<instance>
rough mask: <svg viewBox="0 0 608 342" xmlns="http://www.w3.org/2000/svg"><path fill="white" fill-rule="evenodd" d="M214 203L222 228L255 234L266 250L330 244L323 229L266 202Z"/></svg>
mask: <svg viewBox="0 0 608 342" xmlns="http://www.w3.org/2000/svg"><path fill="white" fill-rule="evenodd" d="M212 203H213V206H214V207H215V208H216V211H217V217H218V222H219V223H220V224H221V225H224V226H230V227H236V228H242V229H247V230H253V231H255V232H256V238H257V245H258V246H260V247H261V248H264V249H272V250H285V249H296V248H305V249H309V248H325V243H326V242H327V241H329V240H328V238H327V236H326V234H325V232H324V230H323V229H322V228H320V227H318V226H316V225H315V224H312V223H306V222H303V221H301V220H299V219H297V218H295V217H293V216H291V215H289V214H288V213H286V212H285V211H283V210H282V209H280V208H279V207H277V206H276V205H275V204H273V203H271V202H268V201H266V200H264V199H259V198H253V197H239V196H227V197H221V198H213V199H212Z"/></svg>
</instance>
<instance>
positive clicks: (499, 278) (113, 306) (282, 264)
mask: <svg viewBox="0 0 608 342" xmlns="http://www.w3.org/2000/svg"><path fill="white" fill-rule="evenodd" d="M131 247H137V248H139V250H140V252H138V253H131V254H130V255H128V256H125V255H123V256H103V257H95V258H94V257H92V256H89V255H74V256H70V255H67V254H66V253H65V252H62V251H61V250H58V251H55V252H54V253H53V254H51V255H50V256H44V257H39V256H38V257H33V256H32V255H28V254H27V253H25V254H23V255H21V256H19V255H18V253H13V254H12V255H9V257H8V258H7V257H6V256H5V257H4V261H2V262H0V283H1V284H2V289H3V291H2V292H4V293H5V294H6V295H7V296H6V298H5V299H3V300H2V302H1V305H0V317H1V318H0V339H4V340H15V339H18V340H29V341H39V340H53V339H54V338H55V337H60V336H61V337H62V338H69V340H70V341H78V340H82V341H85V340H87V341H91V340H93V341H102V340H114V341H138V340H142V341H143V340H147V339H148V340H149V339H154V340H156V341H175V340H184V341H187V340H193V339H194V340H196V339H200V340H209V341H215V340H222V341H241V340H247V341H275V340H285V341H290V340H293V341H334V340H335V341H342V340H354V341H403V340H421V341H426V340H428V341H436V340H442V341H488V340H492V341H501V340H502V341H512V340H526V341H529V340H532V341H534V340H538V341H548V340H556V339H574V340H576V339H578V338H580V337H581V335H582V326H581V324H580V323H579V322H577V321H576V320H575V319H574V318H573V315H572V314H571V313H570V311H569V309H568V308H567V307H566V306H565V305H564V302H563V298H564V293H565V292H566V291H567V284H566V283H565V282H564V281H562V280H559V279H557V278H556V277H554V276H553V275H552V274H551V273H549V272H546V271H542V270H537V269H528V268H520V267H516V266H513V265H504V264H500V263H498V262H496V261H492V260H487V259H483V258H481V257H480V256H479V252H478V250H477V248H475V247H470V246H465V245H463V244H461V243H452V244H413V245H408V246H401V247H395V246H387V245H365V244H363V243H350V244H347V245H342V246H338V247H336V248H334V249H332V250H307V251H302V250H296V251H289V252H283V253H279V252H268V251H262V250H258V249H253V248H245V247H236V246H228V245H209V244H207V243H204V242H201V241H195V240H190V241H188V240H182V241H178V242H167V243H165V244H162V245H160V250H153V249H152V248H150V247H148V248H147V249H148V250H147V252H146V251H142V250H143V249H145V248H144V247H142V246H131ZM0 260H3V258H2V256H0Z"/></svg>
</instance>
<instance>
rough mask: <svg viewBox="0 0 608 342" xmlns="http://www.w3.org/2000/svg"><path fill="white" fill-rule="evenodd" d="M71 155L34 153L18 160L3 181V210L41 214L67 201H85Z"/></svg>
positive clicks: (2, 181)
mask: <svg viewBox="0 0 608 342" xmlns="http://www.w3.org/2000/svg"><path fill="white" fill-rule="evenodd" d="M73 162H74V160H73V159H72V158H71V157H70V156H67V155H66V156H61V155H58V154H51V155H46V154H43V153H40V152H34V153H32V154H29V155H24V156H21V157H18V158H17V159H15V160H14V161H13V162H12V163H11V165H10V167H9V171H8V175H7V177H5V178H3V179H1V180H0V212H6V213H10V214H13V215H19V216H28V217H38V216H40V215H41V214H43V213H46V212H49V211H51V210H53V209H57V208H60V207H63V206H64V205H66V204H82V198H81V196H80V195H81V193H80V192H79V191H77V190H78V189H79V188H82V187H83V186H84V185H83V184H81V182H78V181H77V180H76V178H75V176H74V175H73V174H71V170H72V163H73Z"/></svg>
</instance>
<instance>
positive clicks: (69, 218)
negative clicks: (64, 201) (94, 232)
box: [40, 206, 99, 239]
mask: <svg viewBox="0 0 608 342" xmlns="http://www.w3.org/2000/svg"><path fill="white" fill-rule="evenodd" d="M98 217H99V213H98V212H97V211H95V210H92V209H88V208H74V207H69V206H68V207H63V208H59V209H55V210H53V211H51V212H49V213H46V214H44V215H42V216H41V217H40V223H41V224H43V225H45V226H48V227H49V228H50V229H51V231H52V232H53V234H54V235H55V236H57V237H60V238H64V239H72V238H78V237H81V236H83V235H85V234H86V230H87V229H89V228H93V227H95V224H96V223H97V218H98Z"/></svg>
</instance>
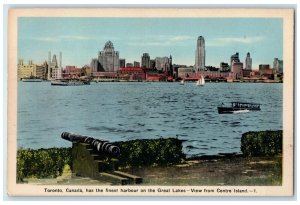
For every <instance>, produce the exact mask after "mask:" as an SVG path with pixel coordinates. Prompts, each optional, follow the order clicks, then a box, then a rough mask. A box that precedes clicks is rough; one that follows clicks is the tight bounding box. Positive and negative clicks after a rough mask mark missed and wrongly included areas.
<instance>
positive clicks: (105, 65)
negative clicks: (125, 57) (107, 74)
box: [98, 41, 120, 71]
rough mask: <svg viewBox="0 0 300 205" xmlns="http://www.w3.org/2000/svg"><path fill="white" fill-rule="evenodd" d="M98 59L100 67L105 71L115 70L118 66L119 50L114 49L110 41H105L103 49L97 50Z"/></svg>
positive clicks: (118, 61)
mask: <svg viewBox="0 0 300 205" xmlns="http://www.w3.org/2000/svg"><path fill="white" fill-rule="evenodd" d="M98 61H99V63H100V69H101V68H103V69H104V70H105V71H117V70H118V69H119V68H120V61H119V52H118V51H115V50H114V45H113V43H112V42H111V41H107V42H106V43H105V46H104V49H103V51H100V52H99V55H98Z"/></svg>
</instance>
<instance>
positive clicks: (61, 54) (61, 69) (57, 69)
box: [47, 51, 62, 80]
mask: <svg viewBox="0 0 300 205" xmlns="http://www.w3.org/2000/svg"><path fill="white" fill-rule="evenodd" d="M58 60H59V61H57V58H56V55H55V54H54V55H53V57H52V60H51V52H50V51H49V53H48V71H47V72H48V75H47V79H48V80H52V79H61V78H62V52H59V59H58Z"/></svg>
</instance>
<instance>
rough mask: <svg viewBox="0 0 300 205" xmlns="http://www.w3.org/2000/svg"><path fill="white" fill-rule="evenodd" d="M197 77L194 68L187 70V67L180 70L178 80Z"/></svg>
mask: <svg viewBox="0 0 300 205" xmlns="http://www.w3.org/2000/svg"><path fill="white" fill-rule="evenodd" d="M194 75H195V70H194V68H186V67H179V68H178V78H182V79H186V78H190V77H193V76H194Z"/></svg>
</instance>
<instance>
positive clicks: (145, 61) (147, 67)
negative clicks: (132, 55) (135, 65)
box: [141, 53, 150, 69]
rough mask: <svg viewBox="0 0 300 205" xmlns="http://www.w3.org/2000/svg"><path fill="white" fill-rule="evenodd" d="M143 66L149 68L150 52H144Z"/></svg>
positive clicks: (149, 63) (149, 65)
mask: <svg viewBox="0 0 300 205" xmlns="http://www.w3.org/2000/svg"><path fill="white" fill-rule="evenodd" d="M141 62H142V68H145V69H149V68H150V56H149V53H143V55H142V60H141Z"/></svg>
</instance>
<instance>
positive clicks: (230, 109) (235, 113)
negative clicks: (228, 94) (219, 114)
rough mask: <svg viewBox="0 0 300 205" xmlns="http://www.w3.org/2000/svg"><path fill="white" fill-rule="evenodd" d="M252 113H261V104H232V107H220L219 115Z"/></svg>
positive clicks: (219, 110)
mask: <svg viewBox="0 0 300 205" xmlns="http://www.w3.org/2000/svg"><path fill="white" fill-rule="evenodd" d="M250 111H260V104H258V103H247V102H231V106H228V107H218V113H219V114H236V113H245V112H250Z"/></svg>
_ _ _ _ _ _ _
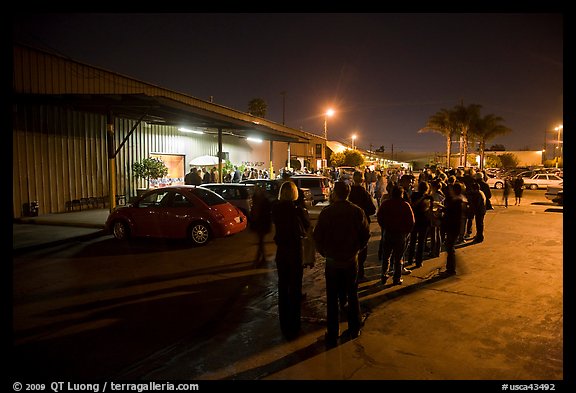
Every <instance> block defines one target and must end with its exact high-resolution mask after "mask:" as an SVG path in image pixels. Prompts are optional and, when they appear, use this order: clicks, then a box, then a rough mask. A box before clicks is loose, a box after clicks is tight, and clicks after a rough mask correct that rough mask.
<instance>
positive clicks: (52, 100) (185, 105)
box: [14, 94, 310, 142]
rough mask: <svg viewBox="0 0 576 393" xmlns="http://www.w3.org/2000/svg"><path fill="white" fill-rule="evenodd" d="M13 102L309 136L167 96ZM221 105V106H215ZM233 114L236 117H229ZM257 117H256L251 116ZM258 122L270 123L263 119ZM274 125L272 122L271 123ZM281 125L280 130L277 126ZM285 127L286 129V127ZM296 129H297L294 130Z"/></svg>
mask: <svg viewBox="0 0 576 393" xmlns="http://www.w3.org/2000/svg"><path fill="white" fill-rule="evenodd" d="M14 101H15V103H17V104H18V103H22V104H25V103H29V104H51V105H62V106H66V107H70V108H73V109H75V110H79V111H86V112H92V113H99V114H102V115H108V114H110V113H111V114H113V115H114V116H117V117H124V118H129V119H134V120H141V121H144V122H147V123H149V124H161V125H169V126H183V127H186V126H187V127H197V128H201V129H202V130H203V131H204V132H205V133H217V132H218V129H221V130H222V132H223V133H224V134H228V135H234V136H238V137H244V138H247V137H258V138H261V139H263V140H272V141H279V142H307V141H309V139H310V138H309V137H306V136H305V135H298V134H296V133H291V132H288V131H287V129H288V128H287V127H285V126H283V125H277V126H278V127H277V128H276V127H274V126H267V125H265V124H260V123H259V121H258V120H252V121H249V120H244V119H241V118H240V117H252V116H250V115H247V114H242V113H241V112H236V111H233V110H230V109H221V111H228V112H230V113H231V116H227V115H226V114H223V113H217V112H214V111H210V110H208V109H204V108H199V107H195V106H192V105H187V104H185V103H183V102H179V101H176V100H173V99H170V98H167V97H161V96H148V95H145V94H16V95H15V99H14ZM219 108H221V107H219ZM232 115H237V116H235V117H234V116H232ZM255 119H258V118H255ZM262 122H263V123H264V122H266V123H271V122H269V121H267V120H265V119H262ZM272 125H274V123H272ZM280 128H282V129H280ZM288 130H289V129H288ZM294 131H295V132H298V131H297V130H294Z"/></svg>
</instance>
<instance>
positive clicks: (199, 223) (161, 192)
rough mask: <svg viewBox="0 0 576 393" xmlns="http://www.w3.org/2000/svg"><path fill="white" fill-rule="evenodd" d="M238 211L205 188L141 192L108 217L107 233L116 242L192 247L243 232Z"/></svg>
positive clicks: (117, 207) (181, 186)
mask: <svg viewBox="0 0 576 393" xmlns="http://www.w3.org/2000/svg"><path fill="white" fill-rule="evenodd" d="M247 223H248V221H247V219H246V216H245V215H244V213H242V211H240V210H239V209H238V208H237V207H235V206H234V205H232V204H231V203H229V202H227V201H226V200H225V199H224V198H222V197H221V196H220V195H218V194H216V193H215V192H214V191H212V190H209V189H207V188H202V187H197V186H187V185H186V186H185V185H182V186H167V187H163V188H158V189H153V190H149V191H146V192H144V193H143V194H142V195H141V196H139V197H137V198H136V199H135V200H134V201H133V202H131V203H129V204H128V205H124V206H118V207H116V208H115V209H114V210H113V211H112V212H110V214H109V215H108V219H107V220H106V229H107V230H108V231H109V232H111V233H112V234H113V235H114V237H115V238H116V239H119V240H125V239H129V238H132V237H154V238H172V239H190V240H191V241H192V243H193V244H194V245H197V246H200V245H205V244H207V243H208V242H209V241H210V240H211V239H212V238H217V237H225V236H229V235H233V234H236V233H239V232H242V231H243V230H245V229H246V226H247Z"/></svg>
_ _ _ _ _ _ _
▸ Exercise directions:
Your copy should hold only the lines above from the one containing "negative clicks: (64, 201) (94, 232)" through the one containing "positive clicks: (61, 54) (61, 69) (57, 69)", exactly as written and free of pictures.

▸ Solution to the problem:
negative clicks: (64, 201) (94, 232)
box: [40, 206, 99, 239]
mask: <svg viewBox="0 0 608 342" xmlns="http://www.w3.org/2000/svg"><path fill="white" fill-rule="evenodd" d="M98 217H99V213H98V212H97V211H95V210H92V209H88V208H74V207H69V206H68V207H63V208H59V209H55V210H53V211H51V212H49V213H46V214H44V215H42V216H41V217H40V223H41V224H43V225H45V226H48V227H49V228H50V229H51V231H52V232H53V234H54V235H55V236H57V237H60V238H64V239H72V238H78V237H81V236H83V235H85V234H86V230H87V229H89V228H93V227H95V224H96V223H97V218H98Z"/></svg>
</instance>
For every <instance>, produce the exact mask after "mask:" as an SVG path with pixel coordinates. Prompts, each optional, follow the order clicks, then a box, then a rough mask. A box that precedes clicks is rough; one that follows clicks is the tight bounding box. Positive and negative clicks after a rough mask mark missed and wrongly included areas.
<instance>
positive clicks: (105, 65)
negative clicks: (125, 57) (107, 74)
box: [98, 41, 120, 71]
rough mask: <svg viewBox="0 0 300 205" xmlns="http://www.w3.org/2000/svg"><path fill="white" fill-rule="evenodd" d="M98 59L100 67L105 71L115 70L118 66L119 50L114 49L110 41H105L103 49L97 50Z"/></svg>
positive clicks: (118, 61)
mask: <svg viewBox="0 0 300 205" xmlns="http://www.w3.org/2000/svg"><path fill="white" fill-rule="evenodd" d="M98 61H99V63H100V69H101V68H103V69H104V70H105V71H117V70H118V69H119V68H120V61H119V52H118V51H115V50H114V45H113V43H112V42H111V41H107V42H106V43H105V46H104V49H103V51H100V52H99V55H98Z"/></svg>
</instance>
<instance>
positive clicks: (61, 54) (61, 69) (57, 69)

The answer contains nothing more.